Instruction
State how many lines in the records below contain the string "jersey", matching case exactly. Give only the number.

Exercise input
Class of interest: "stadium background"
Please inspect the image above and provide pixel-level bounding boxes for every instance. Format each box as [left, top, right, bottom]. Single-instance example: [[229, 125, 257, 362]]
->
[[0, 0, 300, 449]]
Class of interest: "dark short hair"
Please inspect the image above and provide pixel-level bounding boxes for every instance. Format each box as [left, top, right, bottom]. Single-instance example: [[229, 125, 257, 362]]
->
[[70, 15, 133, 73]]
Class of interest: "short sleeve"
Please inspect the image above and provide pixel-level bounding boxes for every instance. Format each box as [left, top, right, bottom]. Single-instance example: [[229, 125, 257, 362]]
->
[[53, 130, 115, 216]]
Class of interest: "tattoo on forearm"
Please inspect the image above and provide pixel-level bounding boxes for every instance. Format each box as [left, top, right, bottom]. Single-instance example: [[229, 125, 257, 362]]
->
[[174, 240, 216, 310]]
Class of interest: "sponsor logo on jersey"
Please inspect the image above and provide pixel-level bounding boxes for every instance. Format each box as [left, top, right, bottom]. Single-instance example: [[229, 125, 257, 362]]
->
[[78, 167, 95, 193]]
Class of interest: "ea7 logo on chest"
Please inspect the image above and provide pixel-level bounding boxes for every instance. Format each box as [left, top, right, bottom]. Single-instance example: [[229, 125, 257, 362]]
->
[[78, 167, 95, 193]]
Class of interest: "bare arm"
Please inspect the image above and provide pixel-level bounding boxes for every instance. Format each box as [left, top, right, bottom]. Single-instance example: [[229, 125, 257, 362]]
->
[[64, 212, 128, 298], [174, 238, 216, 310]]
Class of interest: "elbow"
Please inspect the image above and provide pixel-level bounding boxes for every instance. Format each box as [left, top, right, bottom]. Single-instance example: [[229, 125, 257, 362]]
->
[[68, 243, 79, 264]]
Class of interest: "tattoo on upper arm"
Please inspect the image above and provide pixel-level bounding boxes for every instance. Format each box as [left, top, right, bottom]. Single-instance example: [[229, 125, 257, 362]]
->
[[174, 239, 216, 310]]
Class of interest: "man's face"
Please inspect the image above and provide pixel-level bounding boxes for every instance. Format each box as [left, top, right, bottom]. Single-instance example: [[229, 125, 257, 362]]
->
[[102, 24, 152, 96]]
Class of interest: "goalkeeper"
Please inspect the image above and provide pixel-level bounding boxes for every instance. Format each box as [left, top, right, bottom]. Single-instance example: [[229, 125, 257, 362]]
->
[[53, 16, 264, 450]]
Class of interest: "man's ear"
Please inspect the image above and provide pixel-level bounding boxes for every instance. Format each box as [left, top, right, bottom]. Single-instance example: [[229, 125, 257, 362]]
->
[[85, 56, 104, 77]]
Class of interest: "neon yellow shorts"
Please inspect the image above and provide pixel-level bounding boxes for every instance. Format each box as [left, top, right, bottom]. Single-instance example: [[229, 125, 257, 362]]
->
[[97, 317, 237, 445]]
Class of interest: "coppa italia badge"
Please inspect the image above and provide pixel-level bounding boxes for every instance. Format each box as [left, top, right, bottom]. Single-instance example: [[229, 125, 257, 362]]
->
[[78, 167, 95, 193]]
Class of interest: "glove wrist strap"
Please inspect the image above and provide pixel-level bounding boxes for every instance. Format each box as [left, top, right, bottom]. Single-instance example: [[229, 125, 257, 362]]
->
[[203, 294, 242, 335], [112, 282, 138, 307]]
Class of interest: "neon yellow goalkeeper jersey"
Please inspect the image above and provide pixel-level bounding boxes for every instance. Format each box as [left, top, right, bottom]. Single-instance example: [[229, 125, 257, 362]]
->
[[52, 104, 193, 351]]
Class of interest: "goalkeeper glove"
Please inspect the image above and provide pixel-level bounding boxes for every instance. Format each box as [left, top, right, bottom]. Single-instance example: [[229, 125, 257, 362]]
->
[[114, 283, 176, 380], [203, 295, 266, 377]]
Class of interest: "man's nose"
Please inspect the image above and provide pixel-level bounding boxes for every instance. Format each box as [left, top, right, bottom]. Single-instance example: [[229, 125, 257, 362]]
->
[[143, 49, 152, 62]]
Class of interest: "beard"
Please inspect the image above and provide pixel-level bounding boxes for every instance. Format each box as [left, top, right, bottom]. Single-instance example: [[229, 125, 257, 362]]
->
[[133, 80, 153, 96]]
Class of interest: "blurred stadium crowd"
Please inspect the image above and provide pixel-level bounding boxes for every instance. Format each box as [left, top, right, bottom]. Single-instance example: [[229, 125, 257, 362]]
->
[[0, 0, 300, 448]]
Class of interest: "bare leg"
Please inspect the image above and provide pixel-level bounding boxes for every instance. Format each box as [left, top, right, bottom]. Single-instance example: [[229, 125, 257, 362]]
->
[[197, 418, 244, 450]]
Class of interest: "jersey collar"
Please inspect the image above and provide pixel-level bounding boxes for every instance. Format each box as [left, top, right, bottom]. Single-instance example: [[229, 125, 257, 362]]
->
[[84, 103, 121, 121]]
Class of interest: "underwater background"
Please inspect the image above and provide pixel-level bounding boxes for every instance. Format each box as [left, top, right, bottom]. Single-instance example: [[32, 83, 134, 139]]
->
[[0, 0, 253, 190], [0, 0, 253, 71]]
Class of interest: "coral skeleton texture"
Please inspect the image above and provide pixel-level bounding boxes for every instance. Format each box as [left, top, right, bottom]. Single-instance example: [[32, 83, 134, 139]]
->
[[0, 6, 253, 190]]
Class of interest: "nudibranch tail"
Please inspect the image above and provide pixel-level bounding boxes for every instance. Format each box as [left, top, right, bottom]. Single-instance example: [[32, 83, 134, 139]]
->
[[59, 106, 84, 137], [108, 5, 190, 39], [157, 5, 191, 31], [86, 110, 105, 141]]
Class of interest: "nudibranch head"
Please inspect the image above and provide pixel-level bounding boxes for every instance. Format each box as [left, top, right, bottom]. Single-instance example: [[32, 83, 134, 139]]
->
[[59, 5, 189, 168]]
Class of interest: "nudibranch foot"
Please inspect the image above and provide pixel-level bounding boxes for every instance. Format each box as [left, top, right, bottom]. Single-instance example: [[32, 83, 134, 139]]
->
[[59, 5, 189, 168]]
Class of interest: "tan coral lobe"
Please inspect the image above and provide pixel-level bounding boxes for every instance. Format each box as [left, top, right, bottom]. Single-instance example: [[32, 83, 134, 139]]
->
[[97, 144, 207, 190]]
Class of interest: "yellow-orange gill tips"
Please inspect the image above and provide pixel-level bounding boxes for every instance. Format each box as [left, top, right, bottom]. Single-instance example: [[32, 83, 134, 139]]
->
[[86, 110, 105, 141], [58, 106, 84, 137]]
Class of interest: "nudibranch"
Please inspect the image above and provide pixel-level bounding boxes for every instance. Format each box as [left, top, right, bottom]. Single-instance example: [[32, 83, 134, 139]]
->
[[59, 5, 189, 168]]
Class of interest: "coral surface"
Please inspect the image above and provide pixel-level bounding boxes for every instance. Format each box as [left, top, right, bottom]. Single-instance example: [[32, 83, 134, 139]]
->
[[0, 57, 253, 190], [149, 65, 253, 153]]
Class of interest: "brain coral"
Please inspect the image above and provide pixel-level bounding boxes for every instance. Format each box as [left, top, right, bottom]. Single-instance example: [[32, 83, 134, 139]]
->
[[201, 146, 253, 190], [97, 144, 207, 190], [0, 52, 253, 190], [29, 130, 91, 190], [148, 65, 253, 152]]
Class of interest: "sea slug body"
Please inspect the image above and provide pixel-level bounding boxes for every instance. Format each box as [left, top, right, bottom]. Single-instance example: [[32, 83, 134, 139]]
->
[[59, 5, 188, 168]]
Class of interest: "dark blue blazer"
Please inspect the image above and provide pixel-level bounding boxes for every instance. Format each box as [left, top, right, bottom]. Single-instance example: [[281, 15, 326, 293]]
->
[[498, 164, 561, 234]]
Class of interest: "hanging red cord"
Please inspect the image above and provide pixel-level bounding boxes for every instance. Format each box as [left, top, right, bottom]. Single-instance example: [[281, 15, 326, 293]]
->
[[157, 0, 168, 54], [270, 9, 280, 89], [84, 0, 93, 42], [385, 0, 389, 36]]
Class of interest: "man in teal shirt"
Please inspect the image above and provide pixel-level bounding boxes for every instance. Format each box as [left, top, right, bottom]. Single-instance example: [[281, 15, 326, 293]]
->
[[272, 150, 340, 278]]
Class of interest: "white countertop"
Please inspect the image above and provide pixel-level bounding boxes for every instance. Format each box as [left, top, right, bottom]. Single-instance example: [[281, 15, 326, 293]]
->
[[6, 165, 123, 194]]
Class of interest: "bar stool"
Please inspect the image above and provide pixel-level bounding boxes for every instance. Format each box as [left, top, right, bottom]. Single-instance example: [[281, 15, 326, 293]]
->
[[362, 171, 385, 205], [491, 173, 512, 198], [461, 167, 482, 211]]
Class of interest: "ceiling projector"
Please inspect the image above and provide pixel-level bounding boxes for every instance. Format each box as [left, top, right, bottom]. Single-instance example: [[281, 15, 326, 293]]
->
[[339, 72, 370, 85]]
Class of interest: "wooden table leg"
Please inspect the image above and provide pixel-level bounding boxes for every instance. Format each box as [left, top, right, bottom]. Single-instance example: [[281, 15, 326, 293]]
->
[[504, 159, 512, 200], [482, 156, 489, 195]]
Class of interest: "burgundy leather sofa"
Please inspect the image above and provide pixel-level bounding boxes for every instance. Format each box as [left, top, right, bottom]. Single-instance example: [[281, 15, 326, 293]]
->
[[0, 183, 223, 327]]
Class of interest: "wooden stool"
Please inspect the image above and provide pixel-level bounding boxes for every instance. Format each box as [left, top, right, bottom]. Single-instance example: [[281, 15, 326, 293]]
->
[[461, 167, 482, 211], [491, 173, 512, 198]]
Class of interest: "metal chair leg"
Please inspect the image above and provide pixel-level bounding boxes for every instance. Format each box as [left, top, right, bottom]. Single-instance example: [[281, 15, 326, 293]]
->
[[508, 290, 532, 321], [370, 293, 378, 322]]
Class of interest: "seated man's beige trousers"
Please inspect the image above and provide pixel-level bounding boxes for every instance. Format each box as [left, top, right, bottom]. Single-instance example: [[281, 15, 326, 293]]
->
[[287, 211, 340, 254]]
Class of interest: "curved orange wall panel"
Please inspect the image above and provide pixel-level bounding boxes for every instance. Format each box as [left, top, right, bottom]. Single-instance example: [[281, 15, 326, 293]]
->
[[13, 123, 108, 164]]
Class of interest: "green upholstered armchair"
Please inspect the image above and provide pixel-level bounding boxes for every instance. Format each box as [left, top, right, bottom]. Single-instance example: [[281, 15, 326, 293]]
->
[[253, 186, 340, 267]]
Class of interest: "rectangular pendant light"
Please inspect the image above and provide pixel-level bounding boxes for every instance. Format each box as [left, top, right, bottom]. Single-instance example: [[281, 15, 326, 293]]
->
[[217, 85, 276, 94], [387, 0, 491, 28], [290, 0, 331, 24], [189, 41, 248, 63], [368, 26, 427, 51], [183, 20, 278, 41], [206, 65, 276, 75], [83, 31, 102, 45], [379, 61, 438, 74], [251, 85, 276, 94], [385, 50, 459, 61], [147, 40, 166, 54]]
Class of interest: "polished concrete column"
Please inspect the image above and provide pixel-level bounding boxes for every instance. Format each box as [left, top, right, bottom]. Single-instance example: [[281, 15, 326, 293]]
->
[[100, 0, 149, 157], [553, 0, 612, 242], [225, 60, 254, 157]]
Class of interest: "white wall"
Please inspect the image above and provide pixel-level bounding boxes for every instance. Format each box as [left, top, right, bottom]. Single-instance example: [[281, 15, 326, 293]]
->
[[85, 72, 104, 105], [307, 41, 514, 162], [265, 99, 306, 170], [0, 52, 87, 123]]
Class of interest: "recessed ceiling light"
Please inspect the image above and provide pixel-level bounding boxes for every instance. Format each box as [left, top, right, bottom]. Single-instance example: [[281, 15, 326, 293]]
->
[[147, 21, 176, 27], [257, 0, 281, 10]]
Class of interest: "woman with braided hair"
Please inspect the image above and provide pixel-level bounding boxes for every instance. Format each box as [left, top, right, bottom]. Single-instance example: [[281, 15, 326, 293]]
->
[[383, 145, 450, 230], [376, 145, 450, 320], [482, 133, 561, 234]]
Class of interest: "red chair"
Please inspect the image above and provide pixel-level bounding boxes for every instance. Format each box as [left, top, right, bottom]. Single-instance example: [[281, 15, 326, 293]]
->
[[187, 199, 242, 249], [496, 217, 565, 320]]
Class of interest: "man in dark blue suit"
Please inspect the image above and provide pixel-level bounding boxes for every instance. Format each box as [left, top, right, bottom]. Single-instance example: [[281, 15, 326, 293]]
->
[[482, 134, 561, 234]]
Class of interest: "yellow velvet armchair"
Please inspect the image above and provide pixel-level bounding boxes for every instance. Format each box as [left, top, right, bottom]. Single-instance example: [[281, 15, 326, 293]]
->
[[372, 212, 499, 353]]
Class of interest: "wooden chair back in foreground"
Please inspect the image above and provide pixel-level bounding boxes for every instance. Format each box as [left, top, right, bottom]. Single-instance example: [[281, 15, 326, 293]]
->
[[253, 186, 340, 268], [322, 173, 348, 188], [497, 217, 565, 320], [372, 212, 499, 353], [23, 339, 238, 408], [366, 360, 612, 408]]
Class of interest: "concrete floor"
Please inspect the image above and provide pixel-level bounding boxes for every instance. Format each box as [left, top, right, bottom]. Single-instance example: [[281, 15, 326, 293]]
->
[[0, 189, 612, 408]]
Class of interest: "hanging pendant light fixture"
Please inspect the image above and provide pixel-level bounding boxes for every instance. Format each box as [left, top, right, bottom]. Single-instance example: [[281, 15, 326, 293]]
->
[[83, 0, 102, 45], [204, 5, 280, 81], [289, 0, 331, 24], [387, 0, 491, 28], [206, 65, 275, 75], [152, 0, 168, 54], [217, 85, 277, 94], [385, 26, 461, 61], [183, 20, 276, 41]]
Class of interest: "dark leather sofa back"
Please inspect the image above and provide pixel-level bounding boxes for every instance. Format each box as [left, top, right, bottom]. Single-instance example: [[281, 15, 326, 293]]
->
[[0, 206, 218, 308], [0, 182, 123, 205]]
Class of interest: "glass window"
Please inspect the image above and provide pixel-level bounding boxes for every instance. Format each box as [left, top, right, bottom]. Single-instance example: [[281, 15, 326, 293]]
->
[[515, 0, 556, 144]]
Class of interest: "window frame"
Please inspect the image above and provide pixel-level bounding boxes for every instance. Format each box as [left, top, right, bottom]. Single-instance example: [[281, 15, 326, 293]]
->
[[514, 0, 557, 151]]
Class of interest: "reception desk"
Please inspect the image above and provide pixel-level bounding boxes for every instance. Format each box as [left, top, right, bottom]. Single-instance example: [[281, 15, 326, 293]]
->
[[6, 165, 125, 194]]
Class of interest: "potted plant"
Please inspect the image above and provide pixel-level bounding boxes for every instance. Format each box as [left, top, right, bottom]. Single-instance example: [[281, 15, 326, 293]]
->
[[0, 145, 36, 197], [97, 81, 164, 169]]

Reply
3